### Exercise
From first line to last, write out the data precisely as shown.

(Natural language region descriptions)

----

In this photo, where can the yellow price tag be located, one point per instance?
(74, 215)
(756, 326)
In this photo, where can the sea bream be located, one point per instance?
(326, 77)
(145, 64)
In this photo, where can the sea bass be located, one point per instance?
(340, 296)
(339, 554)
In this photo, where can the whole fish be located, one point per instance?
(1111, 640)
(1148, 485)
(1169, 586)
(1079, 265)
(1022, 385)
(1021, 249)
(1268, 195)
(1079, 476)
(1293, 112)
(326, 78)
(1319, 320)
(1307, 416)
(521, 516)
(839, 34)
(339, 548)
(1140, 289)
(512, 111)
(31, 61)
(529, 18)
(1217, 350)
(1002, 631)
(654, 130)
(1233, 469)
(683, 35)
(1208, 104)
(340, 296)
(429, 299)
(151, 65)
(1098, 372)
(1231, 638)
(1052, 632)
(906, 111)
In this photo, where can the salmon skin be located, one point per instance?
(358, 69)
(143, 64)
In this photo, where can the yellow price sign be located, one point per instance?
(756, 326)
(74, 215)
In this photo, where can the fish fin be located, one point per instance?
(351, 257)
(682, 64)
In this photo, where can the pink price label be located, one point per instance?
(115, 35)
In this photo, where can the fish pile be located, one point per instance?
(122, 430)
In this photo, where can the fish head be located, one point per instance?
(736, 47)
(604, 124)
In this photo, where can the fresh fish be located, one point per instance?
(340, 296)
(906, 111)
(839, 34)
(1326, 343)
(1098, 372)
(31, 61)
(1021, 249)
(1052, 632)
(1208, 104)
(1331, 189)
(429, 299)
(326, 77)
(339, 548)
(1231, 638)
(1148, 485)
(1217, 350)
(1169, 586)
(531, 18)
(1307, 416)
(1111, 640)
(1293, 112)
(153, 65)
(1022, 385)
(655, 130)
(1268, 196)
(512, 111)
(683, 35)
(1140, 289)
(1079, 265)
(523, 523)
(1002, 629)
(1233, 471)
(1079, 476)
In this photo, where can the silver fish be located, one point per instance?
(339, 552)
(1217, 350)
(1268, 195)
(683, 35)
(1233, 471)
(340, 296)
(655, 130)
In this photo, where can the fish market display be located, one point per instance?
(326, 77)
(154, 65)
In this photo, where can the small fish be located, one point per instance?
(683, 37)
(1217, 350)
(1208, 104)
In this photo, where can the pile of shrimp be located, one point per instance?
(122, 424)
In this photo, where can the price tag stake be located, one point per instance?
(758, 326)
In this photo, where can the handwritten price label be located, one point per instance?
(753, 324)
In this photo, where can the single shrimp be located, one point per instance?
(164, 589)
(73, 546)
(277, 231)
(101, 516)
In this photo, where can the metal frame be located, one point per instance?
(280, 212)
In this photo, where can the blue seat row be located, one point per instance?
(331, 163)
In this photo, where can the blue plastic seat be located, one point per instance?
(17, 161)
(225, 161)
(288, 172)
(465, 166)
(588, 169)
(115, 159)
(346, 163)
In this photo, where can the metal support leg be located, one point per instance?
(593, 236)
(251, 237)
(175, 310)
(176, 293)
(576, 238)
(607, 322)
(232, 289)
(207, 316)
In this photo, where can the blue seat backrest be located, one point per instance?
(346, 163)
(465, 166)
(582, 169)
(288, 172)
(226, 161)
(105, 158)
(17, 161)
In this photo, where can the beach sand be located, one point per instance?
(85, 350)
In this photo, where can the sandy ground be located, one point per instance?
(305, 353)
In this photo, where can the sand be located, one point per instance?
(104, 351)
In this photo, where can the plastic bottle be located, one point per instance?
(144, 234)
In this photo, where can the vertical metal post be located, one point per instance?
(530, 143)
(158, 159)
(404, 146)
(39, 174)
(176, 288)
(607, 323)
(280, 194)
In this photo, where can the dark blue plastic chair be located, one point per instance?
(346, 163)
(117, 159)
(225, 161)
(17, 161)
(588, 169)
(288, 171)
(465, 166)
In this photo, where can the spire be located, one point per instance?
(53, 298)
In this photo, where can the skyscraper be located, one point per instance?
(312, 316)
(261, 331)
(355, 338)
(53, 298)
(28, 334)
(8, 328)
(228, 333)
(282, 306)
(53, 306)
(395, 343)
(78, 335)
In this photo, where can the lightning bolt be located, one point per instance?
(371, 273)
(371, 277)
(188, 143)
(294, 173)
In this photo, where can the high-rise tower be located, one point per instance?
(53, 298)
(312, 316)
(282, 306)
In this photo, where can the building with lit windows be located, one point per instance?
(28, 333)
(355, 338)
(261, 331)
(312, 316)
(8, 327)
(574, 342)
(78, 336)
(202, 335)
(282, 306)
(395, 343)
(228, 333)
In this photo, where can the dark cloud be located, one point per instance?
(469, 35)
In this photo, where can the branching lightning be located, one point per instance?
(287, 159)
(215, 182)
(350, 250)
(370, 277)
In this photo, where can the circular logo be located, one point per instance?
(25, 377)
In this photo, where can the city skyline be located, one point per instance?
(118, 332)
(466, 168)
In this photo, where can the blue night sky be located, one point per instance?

----

### Result of this task
In this photo, where can the yellow price tag be located, one point per instance?
(74, 215)
(756, 326)
In this photo, where can the sea bream be located, one point per instance?
(326, 77)
(145, 64)
In this photo, where can the sea bass be located, one point per instance?
(340, 296)
(339, 554)
In this photo, where can the whole fish be located, one point per instance?
(1111, 640)
(1148, 485)
(1169, 586)
(1079, 265)
(1022, 385)
(1021, 249)
(1268, 195)
(1079, 476)
(1293, 112)
(326, 78)
(1319, 320)
(1307, 416)
(521, 516)
(839, 34)
(339, 548)
(1140, 289)
(512, 111)
(31, 61)
(529, 18)
(1217, 350)
(1002, 631)
(654, 130)
(1233, 469)
(683, 35)
(1208, 104)
(340, 296)
(429, 299)
(151, 65)
(1098, 372)
(1231, 638)
(1052, 632)
(906, 111)
In this photo, where can the salmon skin be located, one point per instance?
(358, 69)
(143, 64)
In this photo, where can the yellow price sign be located, one point per instance?
(756, 326)
(74, 215)
In this photo, where can the fish fin be located, one point per instance?
(351, 257)
(682, 64)
In this photo, where can the pink price label be located, one point per instance?
(115, 35)
In this photo, where can the fish pile be located, one point per instance?
(122, 430)
In this photo, where can the fish head be located, one point per instance?
(736, 47)
(604, 124)
In this photo, where can the fresh fish be located, one point per instance?
(340, 296)
(906, 111)
(839, 34)
(1326, 343)
(1098, 372)
(31, 61)
(1021, 249)
(1052, 632)
(1208, 104)
(1331, 189)
(429, 299)
(326, 77)
(339, 548)
(1231, 638)
(1148, 485)
(1217, 350)
(1169, 586)
(531, 18)
(1307, 416)
(1111, 640)
(1293, 112)
(153, 65)
(1022, 385)
(655, 130)
(1268, 196)
(512, 111)
(683, 35)
(1140, 289)
(1079, 265)
(523, 523)
(1002, 629)
(1233, 471)
(1079, 476)
In this photo, where can the silver fish be located, one point per instance?
(339, 552)
(1217, 350)
(1268, 195)
(683, 35)
(1233, 471)
(340, 296)
(655, 130)
In this photo, where can the fish market display be located, one point per instance?
(326, 77)
(154, 65)
In this photo, where can the small fish be located, one point per instance?
(683, 37)
(1217, 350)
(1208, 104)
In this photo, where can the pile of shrimp be located, one point per instance?
(122, 424)
In this photo, where can the price tag stake be located, one point per instance?
(758, 326)
In this photo, where can the handwritten price label be located, one point per instance?
(753, 324)
In this photo, where can the single shrimp be located, one point per instance?
(164, 589)
(73, 546)
(277, 231)
(101, 516)
In this photo, where can the metal frame be located, one point per instance?
(280, 212)
In this photo, where can the blue seat row be located, one point per instance?
(331, 163)
In this photo, where can the blue plastic seat be located, one point per instance?
(17, 161)
(225, 161)
(288, 172)
(465, 166)
(588, 169)
(115, 159)
(346, 163)
In this photo, where can the metal support leg be located, one point per instance?
(593, 236)
(251, 237)
(175, 310)
(176, 293)
(576, 238)
(607, 322)
(232, 289)
(207, 316)
In this photo, where can the blue seat backrest be located, one point per instance?
(346, 163)
(465, 166)
(582, 169)
(288, 172)
(226, 161)
(105, 158)
(17, 161)
In this photo, where can the beach sand be located, one point per instance?
(85, 350)
In this photo, where can the sandy ground be located, one point per instance?
(305, 353)
In this photo, where can the sand be located, one point per instance?
(104, 351)
In this photo, where can the plastic bottle be located, one point per instance?
(144, 234)
In this photo, where can the vertical metal post be located, one point per instance?
(530, 143)
(158, 159)
(404, 146)
(39, 174)
(176, 288)
(607, 323)
(280, 194)
In this photo, where can the dark blue plastic chair be located, one point per instance?
(346, 163)
(117, 159)
(225, 161)
(17, 161)
(588, 169)
(288, 171)
(465, 166)
In this photo, where can the spire be located, one point per instance?
(53, 298)
In this photo, where can the skyscraper be located, one point per instance?
(312, 316)
(261, 331)
(355, 338)
(53, 298)
(28, 334)
(8, 328)
(228, 333)
(282, 306)
(53, 306)
(395, 343)
(78, 335)
In this photo, where can the lightning bolt be located, one point per instance?
(371, 273)
(371, 277)
(188, 143)
(294, 173)
In this photo, where can the high-rise tower be located, one point per instance?
(53, 298)
(312, 316)
(282, 306)
In this photo, where can the building with lit windows be located, one point per instance?
(28, 333)
(355, 338)
(261, 331)
(312, 316)
(8, 327)
(574, 342)
(78, 336)
(202, 335)
(282, 306)
(395, 343)
(228, 333)
In this photo, where can the dark cloud be located, one point per instance?
(469, 35)
In this photo, where can the branching lightning be located, one point per instance?
(287, 159)
(215, 182)
(350, 250)
(370, 277)
In this photo, where can the circular logo be located, one point per instance?
(25, 377)
In this photo, where can the city skyline be located, one point per instance?
(118, 332)
(466, 168)
In this photo, where can the blue night sky be located, one point per instance?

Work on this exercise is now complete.